For each line below with the word "office", write out a copy.

» Referring expression data

--- START ---

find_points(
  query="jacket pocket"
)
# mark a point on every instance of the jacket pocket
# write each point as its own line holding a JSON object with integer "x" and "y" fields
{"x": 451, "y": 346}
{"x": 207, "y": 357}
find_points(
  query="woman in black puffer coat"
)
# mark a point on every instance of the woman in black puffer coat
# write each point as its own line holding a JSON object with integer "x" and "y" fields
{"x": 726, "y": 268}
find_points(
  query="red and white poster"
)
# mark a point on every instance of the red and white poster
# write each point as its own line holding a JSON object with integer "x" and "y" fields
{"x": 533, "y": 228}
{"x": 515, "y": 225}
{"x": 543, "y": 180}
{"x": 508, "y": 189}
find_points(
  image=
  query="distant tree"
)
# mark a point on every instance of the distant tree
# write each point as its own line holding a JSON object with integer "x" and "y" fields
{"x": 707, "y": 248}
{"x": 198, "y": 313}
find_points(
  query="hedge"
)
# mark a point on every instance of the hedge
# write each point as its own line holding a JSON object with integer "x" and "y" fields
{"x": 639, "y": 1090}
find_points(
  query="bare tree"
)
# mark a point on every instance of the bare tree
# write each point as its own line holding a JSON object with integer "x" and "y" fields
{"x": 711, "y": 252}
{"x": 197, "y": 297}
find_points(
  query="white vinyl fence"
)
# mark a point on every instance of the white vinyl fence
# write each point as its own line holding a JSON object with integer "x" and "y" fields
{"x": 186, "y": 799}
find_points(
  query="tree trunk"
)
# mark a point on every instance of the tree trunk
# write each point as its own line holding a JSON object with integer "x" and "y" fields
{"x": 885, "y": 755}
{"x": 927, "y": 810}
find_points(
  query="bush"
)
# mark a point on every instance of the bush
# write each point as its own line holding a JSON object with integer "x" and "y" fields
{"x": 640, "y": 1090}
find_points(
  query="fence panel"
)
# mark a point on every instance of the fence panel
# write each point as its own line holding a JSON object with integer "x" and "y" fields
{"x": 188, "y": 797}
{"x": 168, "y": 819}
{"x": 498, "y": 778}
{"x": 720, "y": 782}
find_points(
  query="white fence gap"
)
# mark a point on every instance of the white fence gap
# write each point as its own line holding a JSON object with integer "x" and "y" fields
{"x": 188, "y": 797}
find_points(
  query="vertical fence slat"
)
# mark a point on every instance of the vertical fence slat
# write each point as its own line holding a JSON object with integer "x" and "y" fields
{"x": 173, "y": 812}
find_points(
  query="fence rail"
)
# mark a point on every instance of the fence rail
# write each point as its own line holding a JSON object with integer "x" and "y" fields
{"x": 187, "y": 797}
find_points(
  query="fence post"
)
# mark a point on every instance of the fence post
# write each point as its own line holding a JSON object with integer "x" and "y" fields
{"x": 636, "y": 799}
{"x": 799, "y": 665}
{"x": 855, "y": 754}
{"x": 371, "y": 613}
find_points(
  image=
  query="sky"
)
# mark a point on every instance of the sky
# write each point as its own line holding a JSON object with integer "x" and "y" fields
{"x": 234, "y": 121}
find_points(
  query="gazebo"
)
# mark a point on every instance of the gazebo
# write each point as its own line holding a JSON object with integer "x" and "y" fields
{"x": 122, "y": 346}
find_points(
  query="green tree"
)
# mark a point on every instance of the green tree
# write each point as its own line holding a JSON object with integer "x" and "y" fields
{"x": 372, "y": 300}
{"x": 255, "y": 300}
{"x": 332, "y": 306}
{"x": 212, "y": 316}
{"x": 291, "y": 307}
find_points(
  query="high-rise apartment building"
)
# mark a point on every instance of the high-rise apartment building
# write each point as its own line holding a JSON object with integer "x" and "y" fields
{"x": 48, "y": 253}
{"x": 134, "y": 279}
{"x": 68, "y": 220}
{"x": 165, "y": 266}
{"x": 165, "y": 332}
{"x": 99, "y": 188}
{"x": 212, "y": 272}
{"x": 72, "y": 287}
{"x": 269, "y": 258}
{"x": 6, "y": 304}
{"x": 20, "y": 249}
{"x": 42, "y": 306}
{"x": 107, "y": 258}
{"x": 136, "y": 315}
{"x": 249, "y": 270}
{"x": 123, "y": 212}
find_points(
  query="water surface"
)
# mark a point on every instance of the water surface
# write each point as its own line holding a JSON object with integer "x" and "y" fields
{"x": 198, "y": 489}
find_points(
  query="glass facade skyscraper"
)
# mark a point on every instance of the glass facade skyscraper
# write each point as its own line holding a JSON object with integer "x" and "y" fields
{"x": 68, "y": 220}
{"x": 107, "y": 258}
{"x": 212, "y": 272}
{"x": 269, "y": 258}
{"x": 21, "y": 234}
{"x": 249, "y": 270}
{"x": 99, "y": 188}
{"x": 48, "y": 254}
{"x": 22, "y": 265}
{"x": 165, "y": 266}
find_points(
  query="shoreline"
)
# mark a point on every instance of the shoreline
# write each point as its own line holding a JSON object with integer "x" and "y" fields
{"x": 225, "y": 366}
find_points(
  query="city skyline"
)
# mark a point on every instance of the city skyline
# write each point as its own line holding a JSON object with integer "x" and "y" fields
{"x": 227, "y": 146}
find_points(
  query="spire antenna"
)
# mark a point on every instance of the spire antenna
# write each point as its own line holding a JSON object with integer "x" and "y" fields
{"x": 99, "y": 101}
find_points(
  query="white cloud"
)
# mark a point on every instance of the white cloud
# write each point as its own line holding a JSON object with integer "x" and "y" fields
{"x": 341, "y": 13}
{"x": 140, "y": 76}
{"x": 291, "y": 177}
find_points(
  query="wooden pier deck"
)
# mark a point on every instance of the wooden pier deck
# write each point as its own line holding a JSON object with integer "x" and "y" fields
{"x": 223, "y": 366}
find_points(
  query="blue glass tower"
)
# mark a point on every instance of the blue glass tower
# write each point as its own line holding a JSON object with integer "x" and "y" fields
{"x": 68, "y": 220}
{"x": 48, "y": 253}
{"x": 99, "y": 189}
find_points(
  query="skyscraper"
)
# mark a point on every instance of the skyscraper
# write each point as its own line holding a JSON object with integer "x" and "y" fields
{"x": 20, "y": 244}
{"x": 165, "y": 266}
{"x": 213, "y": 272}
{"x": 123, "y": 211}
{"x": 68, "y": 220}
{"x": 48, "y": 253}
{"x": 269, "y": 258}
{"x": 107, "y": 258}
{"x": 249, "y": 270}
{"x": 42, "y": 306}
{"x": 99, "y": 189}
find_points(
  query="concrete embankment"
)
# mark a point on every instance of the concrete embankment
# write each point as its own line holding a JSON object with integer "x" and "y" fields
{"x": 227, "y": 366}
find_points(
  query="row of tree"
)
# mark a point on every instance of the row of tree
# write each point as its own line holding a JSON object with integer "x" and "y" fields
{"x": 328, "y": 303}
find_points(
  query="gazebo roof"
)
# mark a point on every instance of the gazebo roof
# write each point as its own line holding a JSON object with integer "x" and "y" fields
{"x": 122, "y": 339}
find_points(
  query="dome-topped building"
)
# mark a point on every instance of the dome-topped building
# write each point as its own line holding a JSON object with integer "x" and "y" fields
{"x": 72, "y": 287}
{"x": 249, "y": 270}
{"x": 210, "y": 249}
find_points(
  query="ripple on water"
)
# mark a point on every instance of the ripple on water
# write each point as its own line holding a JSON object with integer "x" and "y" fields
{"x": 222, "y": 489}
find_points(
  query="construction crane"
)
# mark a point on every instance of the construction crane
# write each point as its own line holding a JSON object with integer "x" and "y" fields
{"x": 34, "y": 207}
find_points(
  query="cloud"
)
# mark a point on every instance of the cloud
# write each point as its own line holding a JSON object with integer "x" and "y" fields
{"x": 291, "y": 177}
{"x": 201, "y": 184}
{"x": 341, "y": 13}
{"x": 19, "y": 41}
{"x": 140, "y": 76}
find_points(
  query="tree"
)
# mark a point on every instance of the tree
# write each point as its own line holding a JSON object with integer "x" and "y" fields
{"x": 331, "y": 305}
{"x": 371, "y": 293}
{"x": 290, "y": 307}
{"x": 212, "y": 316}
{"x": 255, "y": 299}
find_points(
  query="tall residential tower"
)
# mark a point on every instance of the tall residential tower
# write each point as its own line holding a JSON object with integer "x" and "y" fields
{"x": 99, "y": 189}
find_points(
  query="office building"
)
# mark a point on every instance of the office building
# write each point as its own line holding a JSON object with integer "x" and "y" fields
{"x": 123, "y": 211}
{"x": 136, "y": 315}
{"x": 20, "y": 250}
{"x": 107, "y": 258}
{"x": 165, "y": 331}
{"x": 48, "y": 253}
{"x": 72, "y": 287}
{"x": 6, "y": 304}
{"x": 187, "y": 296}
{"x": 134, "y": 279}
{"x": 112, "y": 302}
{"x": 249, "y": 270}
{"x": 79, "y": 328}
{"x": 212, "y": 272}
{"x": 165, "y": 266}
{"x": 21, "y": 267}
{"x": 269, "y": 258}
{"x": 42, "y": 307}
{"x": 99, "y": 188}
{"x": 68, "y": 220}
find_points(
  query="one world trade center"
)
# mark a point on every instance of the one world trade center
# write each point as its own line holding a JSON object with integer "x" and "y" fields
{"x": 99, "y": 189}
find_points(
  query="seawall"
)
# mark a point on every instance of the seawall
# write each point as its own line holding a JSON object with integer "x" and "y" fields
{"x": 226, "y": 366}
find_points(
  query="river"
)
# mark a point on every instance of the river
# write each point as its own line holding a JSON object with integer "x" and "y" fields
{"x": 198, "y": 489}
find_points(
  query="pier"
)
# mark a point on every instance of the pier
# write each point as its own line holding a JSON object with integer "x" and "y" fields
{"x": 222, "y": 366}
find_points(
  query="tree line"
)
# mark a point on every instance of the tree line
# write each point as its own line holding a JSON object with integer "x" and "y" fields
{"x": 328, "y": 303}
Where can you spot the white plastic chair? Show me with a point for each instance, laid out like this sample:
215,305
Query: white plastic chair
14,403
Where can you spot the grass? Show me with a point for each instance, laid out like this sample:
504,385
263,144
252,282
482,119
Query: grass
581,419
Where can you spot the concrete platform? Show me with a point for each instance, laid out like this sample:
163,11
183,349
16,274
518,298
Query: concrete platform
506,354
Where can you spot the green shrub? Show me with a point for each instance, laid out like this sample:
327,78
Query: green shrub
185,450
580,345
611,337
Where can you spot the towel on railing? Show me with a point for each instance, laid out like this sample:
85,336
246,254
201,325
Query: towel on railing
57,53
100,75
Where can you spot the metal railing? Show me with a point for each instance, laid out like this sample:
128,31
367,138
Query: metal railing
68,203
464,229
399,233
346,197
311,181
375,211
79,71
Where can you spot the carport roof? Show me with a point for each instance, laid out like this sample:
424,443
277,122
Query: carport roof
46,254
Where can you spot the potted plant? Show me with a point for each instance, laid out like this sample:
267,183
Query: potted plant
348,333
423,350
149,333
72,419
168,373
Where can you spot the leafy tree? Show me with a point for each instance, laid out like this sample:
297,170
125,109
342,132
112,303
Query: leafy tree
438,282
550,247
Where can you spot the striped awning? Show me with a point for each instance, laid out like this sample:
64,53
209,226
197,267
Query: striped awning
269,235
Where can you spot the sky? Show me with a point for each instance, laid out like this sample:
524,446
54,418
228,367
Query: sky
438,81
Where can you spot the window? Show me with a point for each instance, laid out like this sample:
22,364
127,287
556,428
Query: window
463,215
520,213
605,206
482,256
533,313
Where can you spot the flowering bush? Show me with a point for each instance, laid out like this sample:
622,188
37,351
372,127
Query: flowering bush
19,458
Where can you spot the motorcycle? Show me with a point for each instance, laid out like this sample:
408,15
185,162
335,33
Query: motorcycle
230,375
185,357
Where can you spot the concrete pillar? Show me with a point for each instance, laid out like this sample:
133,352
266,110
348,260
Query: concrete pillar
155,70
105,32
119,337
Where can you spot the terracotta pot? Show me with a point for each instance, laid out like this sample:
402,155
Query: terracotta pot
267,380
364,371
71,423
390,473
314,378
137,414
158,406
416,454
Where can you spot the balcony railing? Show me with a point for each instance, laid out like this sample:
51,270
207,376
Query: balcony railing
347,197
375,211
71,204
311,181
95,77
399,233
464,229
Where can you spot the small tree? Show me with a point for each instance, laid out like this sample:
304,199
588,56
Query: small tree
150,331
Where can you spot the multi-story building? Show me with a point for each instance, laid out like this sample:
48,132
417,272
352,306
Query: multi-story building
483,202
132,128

--- END ---

» ANSWER AREA
  query="office building"
# mark a point on every instance of the office building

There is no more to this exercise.